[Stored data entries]
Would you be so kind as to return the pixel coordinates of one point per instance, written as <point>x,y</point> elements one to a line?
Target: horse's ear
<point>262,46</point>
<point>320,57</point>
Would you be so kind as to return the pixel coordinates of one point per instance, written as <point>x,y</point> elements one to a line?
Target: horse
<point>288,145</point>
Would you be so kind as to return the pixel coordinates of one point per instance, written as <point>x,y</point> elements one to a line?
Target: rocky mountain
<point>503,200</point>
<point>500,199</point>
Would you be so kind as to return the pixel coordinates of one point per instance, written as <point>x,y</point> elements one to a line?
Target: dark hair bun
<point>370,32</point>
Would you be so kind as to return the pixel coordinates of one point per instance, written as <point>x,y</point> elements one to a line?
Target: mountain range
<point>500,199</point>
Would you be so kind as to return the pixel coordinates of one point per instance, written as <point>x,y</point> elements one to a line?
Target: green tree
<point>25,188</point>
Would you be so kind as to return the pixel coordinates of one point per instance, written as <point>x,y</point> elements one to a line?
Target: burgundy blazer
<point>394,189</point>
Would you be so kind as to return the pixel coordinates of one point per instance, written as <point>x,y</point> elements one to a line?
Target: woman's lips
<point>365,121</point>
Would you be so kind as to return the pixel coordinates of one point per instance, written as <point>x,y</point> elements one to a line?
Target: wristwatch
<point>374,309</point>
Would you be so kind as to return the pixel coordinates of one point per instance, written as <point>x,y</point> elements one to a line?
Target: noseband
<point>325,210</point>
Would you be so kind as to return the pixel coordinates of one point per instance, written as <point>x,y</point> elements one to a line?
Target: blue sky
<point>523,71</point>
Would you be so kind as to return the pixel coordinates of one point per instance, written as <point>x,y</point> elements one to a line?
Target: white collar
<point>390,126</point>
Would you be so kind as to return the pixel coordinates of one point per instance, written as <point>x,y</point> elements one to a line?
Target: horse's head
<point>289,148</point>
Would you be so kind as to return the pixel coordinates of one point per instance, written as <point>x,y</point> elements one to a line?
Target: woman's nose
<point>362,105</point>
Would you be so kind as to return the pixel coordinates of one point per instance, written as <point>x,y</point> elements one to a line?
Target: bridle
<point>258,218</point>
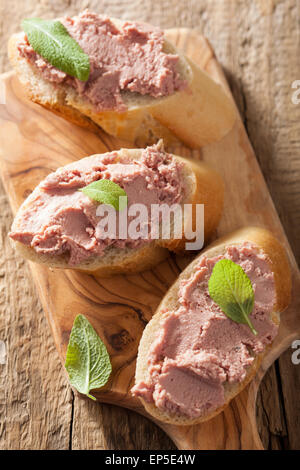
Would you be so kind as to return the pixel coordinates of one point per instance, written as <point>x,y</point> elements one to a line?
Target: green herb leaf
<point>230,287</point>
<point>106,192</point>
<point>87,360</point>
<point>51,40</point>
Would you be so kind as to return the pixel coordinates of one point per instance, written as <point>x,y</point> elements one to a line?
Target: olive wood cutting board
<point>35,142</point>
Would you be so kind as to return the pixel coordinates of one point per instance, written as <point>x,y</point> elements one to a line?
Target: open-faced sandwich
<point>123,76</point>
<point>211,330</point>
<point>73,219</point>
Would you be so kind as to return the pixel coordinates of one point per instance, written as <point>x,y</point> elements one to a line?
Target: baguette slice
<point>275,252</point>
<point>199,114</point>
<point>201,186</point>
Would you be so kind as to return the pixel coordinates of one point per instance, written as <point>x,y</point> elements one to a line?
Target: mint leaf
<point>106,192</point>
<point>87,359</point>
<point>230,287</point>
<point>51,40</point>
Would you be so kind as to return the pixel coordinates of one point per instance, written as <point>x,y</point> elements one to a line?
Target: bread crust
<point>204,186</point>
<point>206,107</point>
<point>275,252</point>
---
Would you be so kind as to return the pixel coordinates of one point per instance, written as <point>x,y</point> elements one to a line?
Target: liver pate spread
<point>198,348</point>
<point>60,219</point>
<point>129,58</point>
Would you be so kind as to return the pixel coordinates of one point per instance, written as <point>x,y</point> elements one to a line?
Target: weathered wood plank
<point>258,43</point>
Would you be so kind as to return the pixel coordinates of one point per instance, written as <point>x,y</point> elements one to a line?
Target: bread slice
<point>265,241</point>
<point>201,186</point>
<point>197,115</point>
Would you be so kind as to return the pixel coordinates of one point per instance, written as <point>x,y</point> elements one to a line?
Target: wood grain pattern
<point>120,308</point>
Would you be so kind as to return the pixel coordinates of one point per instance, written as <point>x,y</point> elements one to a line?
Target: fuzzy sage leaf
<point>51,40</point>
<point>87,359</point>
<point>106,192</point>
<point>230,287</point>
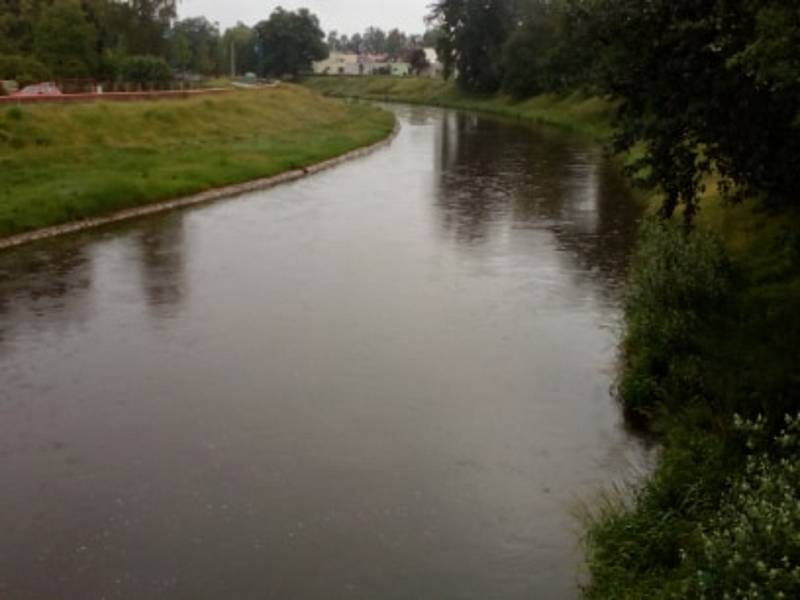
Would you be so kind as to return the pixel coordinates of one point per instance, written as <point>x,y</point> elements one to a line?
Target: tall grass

§ **WORK TASK**: Above are the records. Copy word for word only their lines from the one holding "Target: bread slice" through the one holding "Target: tall grass", both included, and skip the images.

§ **EXPECTED OUTPUT**:
Target: bread slice
<point>265,241</point>
<point>201,186</point>
<point>197,115</point>
Would you be so kind as to return the pixel coordinates of one point per instance, written as <point>x,y</point> elements one to a line?
Target: wood grain pattern
<point>120,308</point>
Would you be so kind as to return the pixel coordinates of one point per instance, written as <point>x,y</point> elements one to a line?
Target: fuzzy sage leaf
<point>51,40</point>
<point>87,359</point>
<point>106,192</point>
<point>230,287</point>
Would you be so kind as to return the pixel coordinates of one point per instance, written as <point>x,y</point> elements one to a line?
Target: tall grass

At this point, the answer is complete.